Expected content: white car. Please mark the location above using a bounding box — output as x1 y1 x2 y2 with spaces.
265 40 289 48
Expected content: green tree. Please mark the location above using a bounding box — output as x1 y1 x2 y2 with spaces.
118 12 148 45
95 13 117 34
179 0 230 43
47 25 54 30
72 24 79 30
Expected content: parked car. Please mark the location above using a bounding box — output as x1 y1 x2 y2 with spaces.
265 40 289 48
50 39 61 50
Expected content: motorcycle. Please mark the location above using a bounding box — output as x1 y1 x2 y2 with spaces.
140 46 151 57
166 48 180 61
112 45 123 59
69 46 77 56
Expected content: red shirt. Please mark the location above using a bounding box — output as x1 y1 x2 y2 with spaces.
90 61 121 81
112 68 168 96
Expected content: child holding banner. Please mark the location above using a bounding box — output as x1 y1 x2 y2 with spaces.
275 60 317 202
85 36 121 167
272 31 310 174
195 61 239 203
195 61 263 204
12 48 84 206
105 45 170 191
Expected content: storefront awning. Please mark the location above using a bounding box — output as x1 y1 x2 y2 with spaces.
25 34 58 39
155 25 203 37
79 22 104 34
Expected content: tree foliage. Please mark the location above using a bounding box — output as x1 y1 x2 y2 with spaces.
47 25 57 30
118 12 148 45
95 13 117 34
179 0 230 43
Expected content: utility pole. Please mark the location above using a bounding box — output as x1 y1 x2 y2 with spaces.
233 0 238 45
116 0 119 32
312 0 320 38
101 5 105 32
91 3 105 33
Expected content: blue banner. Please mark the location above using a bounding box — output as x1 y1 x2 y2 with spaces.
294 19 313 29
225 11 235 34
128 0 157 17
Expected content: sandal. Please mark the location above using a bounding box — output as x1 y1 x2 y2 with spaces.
◇ ◇ ◇ ◇
▶ [Directions] Return each line above precisely as written.

▶ [Task result]
Expected content: white car. Please mark the location above using a bounding box — output as x1 y1 x2 y2 with spaces.
265 40 289 48
Expected content: green tree. Please mark the location above using a bounding box — output as x1 y1 x2 y2 with spaces.
118 12 148 45
95 13 117 34
179 0 230 43
47 25 54 30
72 24 79 30
Expected content: parked car. Please mark the location above using a bounding box — output as x1 y1 x2 y2 with spaces.
265 40 289 48
50 39 61 50
Expected content: motorcycle. Please mark the location above using a bounding box — output as x1 y1 x2 y2 with spaces.
140 46 151 57
166 48 180 61
112 45 123 59
69 46 77 56
Expected content: red shirt. Please mark the location above using a bounding box — output as x1 y1 x2 y2 with spaces.
90 61 121 81
112 68 168 96
Expected content: child holding banner. Please mark the location above using a bounding box — output as x1 y1 x2 y2 with spaces.
275 60 317 202
85 36 121 167
272 31 310 174
195 61 239 203
195 61 263 204
12 48 84 206
105 45 170 191
Expected content: storefront awning. Please mark the location above using a bounding box — output as x1 y1 x2 y2 with spaces.
25 34 58 39
155 25 203 37
79 22 104 34
Expected content: tree foliage. Please mark the location above using a bounding box — output as x1 y1 x2 y2 with spaces.
47 25 57 30
118 12 148 45
95 13 117 34
179 0 230 43
Expected content: utility pole. Please mark the location above using a bounding box — output as x1 y1 x2 y2 with spaces.
233 0 238 45
116 0 119 32
312 0 320 38
101 5 105 32
91 3 105 33
Expected content: blue banner. Please mark the location above using a bounding box — output as x1 y1 x2 y2 with spaces.
294 19 313 29
225 11 235 34
128 0 157 17
Expected content: sandal. Please mark the location above using a bounding box — output as x1 y1 x2 y2 with spaces.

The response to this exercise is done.